Excerpt provided -
= Beginning of Section =

Turnover and Reduction of Work Effort

Clinician burnout can lead to increased turnover and reduction of work effort, further straining a health care system struggling to meet access needs.

While the personal toll of clinician burnout is significant, burnout also has notable effects on the sustainability of health care organizations and the health care system as a whole. Burnout can lead to high turnover rates as well as illness, death and lateral abuse from those suffering, further straining a health system already struggling to meet access needs. Burnout may also lead to reductions in work effort due to job dissatisfaction and work-related stress, presenting financial implications from productivity losses in the workplace.

Work-Related Stress and Job Dissatisfaction

Work-related stressors, such as high job demands, poor supervision, high workloads, inadequate staffing, documentation requirements, and unresolved conflicts with colleagues, administration and patients, all impact if and when clinicians will experience the stages of burnout. These stressors can lead to high levels of job dissatisfaction and recent studies have found burnout in physicians to be independently associated with job dissatisfaction and increased odds of intent to leave for reasons other than retirement.  Similarly, burnout and job dissatisfaction have been associated with plans to leave the nursing field.

Clinician Turnover

Burnout is a major driver of clinician turnover, leading some to completely leave the field of medicine. Studies in both physicians and nurses indicate that burnout is one of the largest predictors of whether someone will leave their current position in the next two years. Increased turnover not only has substantial financial impact on organizations, it can also have a disruptive effect on patients and an organization’s culture and reputation. Unexpected turnover from productive and valuable people may have harmful consequences on the care team and may also increase the likelihood that colleagues will experience burnout, even when someone new is hired.


Clinician burnout can have grave consequences on staff attrition, turnover rates, and productivity. The time to act is now-the sustainability of our health system depends on it.

= End of Section =

Exercise directions - Do these statements agree with the text on clinician burnout? Answer each yes or no and quote the words that decide it. (a) Recent studies link physician burnout independently with job dissatisfaction. (b) Only studies of physicians show that burnout predicts leaving a position within two years. (c) Hiring a replacement removes the added burnout risk to colleagues that comes with unexpected turnover.

Supplied entries -
= Beginning of Section =

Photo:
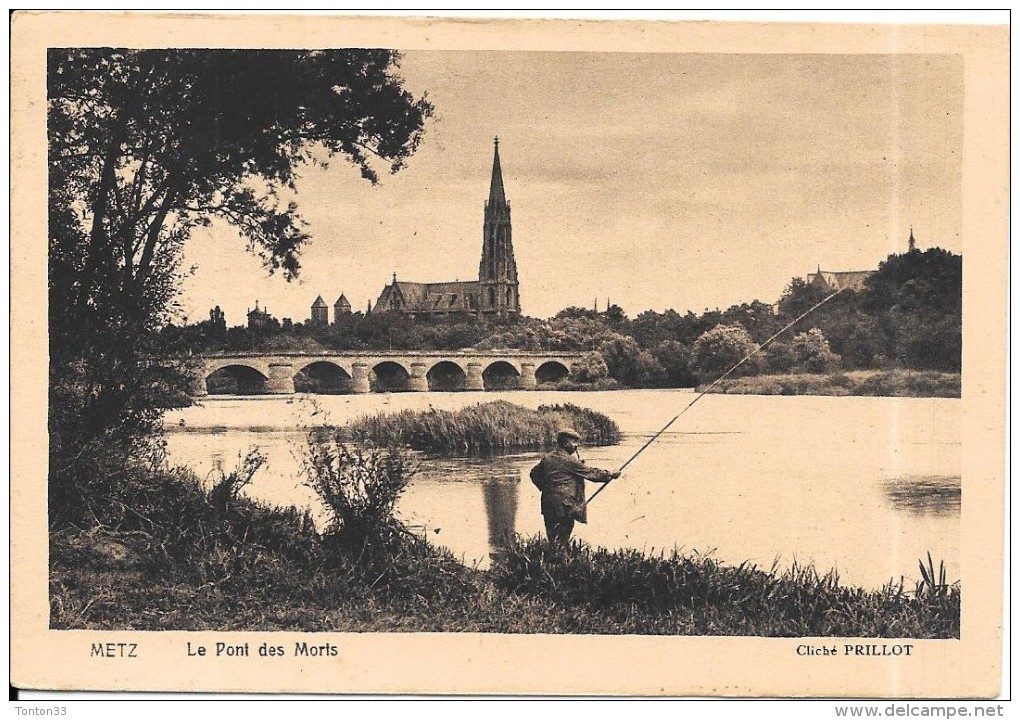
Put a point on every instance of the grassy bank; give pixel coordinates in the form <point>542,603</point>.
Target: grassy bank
<point>190,558</point>
<point>487,427</point>
<point>894,383</point>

= End of Section =

Exercise solution -
(a) Yes: "recent studies have found burnout in physicians to be independently associated with job dissatisfaction"
(b) No: "Studies in both physicians and nurses indicate that burnout is one of the largest predictors of whether someone will leave their current position in the next two years."
(c) No: "may also increase the likelihood that colleagues will experience burnout, even when someone new is hired."